→ **文本段落**:
==========

进入ECS,并访问上传文件的目录,使用如下Shell命令解压缩文件。
unzip tpch_query_updated_20210721.zip
您可以使用如下方式执行TPC-H的查询语句。查询语句具体内容,请参见TPC-H 22条查询语句。
使用pgbench工具,执行单条查询。
TPC-H共有22条语句,例如您需要执行Q6语句,则具体语句为
6.sql
PGUSER=<AccessID> PGPASSWORD=<AccessKey> PGDATABASE=<Database> pgbench -h <Endpoint> -p <Port> -c <Client_Num> -T <Query_Seconds> -n -f xxx.sql
使用Shell脚本,批量执行22条查询,并将结果输出到文件hologres_tpch_test.out中。
rm -f hologres_tpch_test.out echo `date +"%Y-%m-%d %H:%M:%S"` begin >> ./hologres_tpch_test.out for i in {1..22} do PGUSER=<AccessID> PGPASSWORD=<AccessKey> PGDATABASE=<Database> pgbench -h <Endpoint> -p <Port> -c <Client_Num> -T <Query_Seconds> -n -f ./tpch_query_updated_20210721/q${i}.sql >> ./hologres_tpch_test.out done
具体参数说明如下所示:
参数
说明
PGUSER
当前阿里云账号的AccessKey ID。
您可以单击AccessKey 管理,获取AccessKey ID。
PGPASSWORD
当前阿里云账号的AccessKey Secret。
您可以单击AccessKey 管理,获取AccessKey Secret。
-h
Hologres实例的网络地址(Endpoint)。
您可以进入Hologres管理控制台的实例详情页,从网络信息区域获取网络地址。
-p
Hologres实例的端口(Port)。
您可以进入Hologres管理控制台的实例详情页,从网络信息区域获取实例端口。
-d
Hologres指定实例中的数据库名(Database)。
-c
客户端数目,即并发度(Client_Num)。
本示例取值为1,由于该测试仅测试查询性能,不测试并发,将并发度置为1即可。
-T
每个客户端需要执行的每个Query的压测时长(Query_Seconds,秒)。例如本示例取值为300。
-f
压力测试的SQL语句。
当您执行单条查询时,执行语句为
xxx.sql
TPC-H共有22条语句,如您需要执行Q6语句,则具体语句为6.sql
当您执行批量查询时,批量脚本中该参数的取值无需修改。
TPC-H 22条查询语句具体内容,请参见TPC-H 22条查询语句。
您可以通过查看hologres_tpch_test.out得到查询结果。其中,
transaction type
表示执行具体的SQL文件。latency average
表示对应SQL文件的3次查询的平均时间。2021-03-23 03:50:54 begin pghost: hgpostcn-cn-oew21c935002-cn-hangzhou.hologres.aliyuncs.com pgport: 80 nclients: 1 nxacts: 3 dbName: tpch_100 transaction type: ./tpch_data_tpch_query/1.sql scaling factor: 1 query mode: simple number of clients: 1 number of threads: 1 number of transactions per client: 3 number of transactions actually processed: 3/3 latency average = 76.936 ms tps = 12.997850 (including connections establishing) tps = 15.972757 (excluding connections establishing) ...

==========

→ **任务说明**:
将关于TPC-H查询测试的文本中从“您可以单击AccessKey 管理,获取AccessKey Secret。”起、到“onds,秒)。例如本示例取值为300。”为止(含这两处)的内容重写一遍，并把其中的“并发度”替换为“并发数”。

→ **清单**:
==========

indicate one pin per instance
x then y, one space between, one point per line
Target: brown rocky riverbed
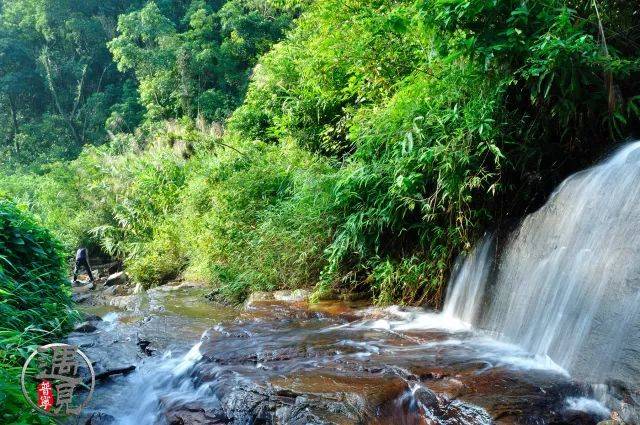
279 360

==========

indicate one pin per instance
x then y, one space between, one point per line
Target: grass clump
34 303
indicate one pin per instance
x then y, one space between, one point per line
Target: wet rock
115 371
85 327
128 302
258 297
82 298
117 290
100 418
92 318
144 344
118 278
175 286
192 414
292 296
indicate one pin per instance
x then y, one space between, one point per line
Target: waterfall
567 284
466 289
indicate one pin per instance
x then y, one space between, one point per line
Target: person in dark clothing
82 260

==========

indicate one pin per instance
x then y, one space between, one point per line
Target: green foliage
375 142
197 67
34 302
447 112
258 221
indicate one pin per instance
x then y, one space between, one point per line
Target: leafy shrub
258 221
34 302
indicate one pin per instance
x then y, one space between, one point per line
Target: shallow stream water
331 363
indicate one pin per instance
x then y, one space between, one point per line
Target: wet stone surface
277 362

==========

→ **本题答案**:
您可以单击AccessKey 管理,获取AccessKey Secret。
-h
Hologres实例的网络地址(Endpoint)。
您可以进入Hologres管理控制台的实例详情页,从网络信息区域获取网络地址。
-p
Hologres实例的端口(Port)。
您可以进入Hologres管理控制台的实例详情页,从网络信息区域获取实例端口。
-d
Hologres指定实例中的数据库名(Database)。
-c
客户端数目,即并发数(Client_Num)。
本示例取值为1,由于该测试仅测试查询性能,不测试并发,将并发数置为1即可。
-T
每个客户端需要执行的每个Query的压测时长(Query_Seconds,秒)。例如本示例取值为300。